# CONSIGNE A:
Dans la critique d'album ci-dessous, relevez tout ce qu'on trouve sur cet album d'après la phrase qui commence par « On trouve donc ».
# CONSIGNE B:
Remplacez « window glass pane » par « windowpane » dans les entrées ci-dessous, sans rien modifier d'autre. Partez de la première ligne des entrées, arrêtez-vous après la ligne contenant « Give the mask » et ne redonnez que ces lignes.

# DOCUMENT SOURCE:
■ ■ ■ ■

Je connaissais déjà les PEACE, LOVE & PITBULLS, j’étais coutumier des slogans baillés béatement par la génération Woodstock, mais j’avoue que jusqu’à aujourd’hui, j’ignorais le concept du Peace, Love & Heavy Metal, qui dans les faits, est un petit miracle en soi. Et un miracle multiple s’il vous plaît, puisque non seulement ce groupe parvient à unir dans une même inspiration la puissance du Hard Rock et la souplesse fleurie de la Pop la plus chérie, mais il arrive en plus à donner le sourire au plus dépressif des huissiers de justice. Une sorte d’alternative fatale à la morosité ambiante, et surtout, une demi-heure bien plus efficace que n’importe quelle prescription d’antidépresseur massue. Et comme par hasard, ce combo au sang chaud nous en vient une fois de plus du nord de l’Europe, et assoit un peu plus la réputation d’une zone géographique à l’hégémonie artistique de plus en plus indiscutable. Mais puisqu’il faut bien en dire un peu plus pour vous allécher, quelle est donc la formule appliquée par les finlandais de DESTINY OCEAN ? Simple, une grosse dose de fun, une science de la composition exacte, et surtout, une pluralité de ton qui le confine à l’hétéroclisme absolu, puisque ces quatre fêtards devant l’éternel n’hésitent pas à piquer un peu partout de quoi meubler leur buffet. On trouve donc sur cet album des allusions directes au Hard Rock nordique le plus frais, des clins d’œil appuyés à la scène Rock la plus légère des seventies, des confettis, des ballons de baudruches, des tronches de cake fabuleuses, et puis un peu de Power Punk, des mélodies à s’en étouffer, et des refrains à reprendre en cœur dans la cour de récréation, entre les sandwich aux figues et la tranche de melon. Vous avez encore mis dans le mille Emile, ce Peace, Love & Heavy Metal est une sorte d’épiphanie Rock à lui seul, se permettant le luxe d’aligner pas moins de dix hit singles à rendre dingue n’importe quel Desmond Child de la création.

■ ■ ■ ■

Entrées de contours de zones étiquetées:
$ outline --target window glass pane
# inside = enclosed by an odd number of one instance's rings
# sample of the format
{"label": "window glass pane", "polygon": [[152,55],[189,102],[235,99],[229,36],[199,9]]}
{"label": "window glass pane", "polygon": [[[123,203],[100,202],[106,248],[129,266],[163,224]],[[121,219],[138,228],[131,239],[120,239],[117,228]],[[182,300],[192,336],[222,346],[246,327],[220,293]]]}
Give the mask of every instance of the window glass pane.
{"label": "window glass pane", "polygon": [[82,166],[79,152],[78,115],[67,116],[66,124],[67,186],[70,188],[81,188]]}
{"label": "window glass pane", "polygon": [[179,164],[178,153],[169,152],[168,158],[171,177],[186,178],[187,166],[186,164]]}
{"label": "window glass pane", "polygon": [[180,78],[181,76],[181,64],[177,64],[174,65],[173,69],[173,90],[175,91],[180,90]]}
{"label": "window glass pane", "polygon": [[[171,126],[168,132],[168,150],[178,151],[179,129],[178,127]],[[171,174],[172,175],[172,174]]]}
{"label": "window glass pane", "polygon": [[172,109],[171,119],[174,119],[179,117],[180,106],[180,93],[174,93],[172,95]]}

■ ■ ■ ■

# RÉPONSE COMPLÈTE A:
- des allusions directes au Hard Rock nordique le plus frais
- des clins d'œil appuyés à la scène Rock la plus légère des seventies
- des confettis
- des ballons de baudruches
- des tronches de cake fabuleuses
- un peu de Power Punk
- des mélodies à s'en étouffer
- des refrains à reprendre en cœur dans la cour de récréation

# RÉPONSE COMPLÈTE B:
$ outline --target windowpane
# inside = enclosed by an odd number of one instance's rings
# sample of the format
{"label": "windowpane", "polygon": [[152,55],[189,102],[235,99],[229,36],[199,9]]}
{"label": "windowpane", "polygon": [[[123,203],[100,202],[106,248],[129,266],[163,224]],[[121,219],[138,228],[131,239],[120,239],[117,228]],[[182,300],[192,336],[222,346],[246,327],[220,293]]]}
Give the mask of every instance of the windowpane.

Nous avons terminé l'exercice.